# To-do list:
1. According to the Infosys conference call notes, what was the company's EBIT margin for the full year FY2024?
2. Continue the Infosys conference call notes, picking up after their last sentence.
--- Start Excerpted passage ---
Analyst Meet / AGM     19-Apr-24
Conference Call
Infosys
Revenue growth guidance at 1-3% in CC terms for FY2025

Infosys hosted a conference call on April 18, 2024. In the conference call the company was represented by Mr Salil Parikh CEO & MD and Mr Jayesh Sanghrajka-CFO.

Key takeaways of the call

Q4FY2024

Revenue growth was flat in Q4 YoY in Constant currency and declined by 2.2% QoQ in constant currency and declined 2.1% in US $ terms.

During the quarter the company had one large deal renegotiation and re-scoping of contract in BFSI vertical which had an impact of slightly over 1% on Q4 revenues. While part of the work got re-scoped, 85% of the work is still with the company.

EBIT margin for the quarter stood at 20.1% in Q4FY2024, a decline of 40 bps QoQ.

Margin Walk through: There was a head wind of 180 bps of which 100 bps was on account contract renegotiation and re-scoping, 80 bps on account of salary increases, higher cost on brand building and VISA expenses this was offset by tail winds of 140 basis  of which 60 bps was lower provisioning of client receivables, 40 bps  from project margin maximum and 40 bps on account of Q3 impact on cyber incident.

FY2024:

Revenue growth for FY2024 was 1.4% in constant currency terms. Normalising the one time impact, the revenues were within the guided range of 1.5-2%.

Revenue in BFSI segment is more impacted for the company than its peers on account of more share of discretionary component and also due to contribution from mortgage which is more impacted due to macro-economic headwinds.

EBIT margin for the full year was 20.7%.

Margin: The company continues to focus on the project margin maximum program and it had an good impact in the  FY2024.

Project Maximus a comprehensive margin expansion program has continued to run well across 5 pillars. This is reflected in more stability in margins, compared to FY2024 over FY2023

Free cash flow: The company generated US $ 848 million free cash flow in Q4FY2024.

Human Resource:

LTM attrition declined to 12.6% down from 20.9% in the previous year.

Head count the company’s total workforce stood at 317,240, marking a decrease of 25,994 employees compared to fiscal 2023.

Utilisation stood at 83.5% excluding trainees in Q4FY2024.

The company is agile in hiring and will be able to hire more when demand picks up for both freshers out of campus and also lateral hiring. It will take 6-9 months to put campus recruits to work while it will take 1-1.5 months to hire lateral workforce.

Order book:

The company had anexcellent quarter and full year for large deals.
--- End Excerpted passage ---
--- Start Data lines ---
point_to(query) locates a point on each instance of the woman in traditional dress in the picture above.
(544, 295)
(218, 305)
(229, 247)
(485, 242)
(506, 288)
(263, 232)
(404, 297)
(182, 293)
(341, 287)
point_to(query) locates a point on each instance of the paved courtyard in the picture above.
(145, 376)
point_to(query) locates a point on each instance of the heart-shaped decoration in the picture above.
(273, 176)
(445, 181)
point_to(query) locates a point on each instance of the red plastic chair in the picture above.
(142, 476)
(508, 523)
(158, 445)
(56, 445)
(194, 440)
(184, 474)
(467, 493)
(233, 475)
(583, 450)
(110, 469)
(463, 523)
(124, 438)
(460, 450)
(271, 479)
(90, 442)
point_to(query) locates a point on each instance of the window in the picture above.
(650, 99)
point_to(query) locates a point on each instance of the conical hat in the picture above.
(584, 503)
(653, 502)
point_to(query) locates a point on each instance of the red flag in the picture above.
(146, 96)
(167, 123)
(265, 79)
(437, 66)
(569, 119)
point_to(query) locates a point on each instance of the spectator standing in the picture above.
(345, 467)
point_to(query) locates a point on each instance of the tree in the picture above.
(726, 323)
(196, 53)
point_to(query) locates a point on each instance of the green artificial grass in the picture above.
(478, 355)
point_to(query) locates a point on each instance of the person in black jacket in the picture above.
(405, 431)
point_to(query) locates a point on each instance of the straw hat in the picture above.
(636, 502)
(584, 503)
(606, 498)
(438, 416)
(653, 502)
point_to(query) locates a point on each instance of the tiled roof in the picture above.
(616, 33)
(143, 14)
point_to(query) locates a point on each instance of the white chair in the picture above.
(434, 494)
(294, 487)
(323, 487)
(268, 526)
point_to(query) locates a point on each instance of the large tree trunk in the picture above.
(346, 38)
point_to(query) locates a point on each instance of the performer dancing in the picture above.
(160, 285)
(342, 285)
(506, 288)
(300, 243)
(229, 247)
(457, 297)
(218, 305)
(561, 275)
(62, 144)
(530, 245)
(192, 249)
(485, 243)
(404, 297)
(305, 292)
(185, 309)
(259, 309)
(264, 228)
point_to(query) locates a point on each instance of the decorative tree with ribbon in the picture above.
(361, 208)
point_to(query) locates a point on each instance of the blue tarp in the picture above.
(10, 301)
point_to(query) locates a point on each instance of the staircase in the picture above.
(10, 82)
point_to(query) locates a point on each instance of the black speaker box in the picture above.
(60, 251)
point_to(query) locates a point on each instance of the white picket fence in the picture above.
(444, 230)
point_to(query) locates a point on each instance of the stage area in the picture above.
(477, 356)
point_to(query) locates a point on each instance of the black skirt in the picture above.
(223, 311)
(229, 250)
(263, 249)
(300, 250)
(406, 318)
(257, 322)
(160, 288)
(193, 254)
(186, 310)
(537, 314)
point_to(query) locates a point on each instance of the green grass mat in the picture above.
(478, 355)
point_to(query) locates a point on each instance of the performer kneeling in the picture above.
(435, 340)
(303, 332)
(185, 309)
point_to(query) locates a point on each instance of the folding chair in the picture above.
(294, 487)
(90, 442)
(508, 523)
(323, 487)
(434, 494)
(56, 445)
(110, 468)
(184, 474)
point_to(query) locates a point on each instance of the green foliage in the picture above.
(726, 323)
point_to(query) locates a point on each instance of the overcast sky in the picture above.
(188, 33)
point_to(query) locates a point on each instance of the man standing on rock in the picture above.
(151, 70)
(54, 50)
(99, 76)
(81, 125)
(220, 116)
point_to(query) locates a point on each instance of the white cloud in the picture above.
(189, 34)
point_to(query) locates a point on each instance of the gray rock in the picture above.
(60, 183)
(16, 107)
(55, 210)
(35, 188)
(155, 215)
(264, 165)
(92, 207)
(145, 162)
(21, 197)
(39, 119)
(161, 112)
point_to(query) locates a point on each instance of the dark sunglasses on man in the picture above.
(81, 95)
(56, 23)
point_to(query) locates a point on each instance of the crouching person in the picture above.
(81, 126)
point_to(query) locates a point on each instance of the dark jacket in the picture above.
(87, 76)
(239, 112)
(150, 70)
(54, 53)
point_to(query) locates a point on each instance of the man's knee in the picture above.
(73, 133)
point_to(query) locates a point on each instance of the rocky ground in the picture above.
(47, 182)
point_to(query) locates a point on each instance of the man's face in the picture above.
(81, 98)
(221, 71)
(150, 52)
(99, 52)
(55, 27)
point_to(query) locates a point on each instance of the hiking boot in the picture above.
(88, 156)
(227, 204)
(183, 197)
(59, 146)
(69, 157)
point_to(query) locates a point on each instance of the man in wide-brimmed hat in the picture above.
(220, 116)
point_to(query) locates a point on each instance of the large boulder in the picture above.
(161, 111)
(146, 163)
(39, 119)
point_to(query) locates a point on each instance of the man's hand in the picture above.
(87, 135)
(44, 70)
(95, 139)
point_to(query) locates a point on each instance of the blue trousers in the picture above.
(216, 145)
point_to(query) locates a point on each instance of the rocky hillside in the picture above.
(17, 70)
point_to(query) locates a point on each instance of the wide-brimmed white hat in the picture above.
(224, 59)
--- End Data lines ---
# Solved problems:
1. 20.7%

2.
The company signed large deals to the tune of US $ 4.5 billion in Q4. The company signed 30 deals including 2 mega deals. 44% of this was net new. The company signed 8 deals in communication, 6 each in BFSI and retail, 4 each in manufacturing and life-sciences and 2 in EURS.  Region wise 16 were from North America, 10 from Europe and 4 from rest of the world.

For the full year the company singed US $ 17.7 billion worth deals with total deals of 90. Of this 52% were net new and 8 were mega deals.

This was highest ever large deals in any financial for the company and reflects the trust which the clients have on the company.

The company witnesses good traction in cost efficiency and vendor consolidation deals.

Ramp ups of large deals are happening as per the plan.

Generative AI: The company has excellent traction on generative AI work.Every 8 out of 10 employees are being trained in Generative AI.In Generative AI, the company has projects across software engineering, process optimising, customer support, advisory services, and sales and marketing areas.

The company has generated over 3 million software codes in Generative AI using large language models. The company has embedded Gen AI in its services.

All of the company’s AI work is part of the company’s Topaz offering.

The company is the first to achieve the ISO 42001 2023 certification.

Cost benefits accruing on account of Gen AI and AI are being retained by the company as of now.

Cloud: The company’s cloud work is progressing well. The company continue to work with major public cloud providers around private cloud programs for clients. Cloud with data is the foundation for AI.

Acquisition: The company has signed a definitive agreement to acquire in-tech, a leading Engineering R&D services provider focused on German automotive industry. This strategic investment further strengthens the company’s Engineering R&D capabilities and reaffirms its continued commitment to global clients to navigate their digital engineering journey.

The company announced that it will acquire a 100% stake in German firm in-tech in an all cash deal for 450 million euros, or about Rs 4,000 crore. in-tech develops solutions in e-mobility, connected and autonomous driving, electric vehicles, off-road vehicles and railroad. 

Dividend:  The board has recommended a final dividend of Rs 20/- per equity share for FY2024 and additionally a special dividend of Rs8/- per equity share. This constitutes 85% payout as per capital allocation policy.

The board has approved the capital allocation policy for the next 5 years, effective FY2025 the company expects to returning 85% of the free cash flows to cumulatively through dividend, special dividend and share buyback.

Guidance: Revenue growth guidance for FY2025 is 1-3% in constant currency.

EBIT margin guidance for the FY2025 is in the range of 20-22%.

The company witnesses digital transformation and discretionary spending at same level as in Q3 and Q4 of FY2024. The company witnesses focus on cost efficiency and vendor consolidation continuing.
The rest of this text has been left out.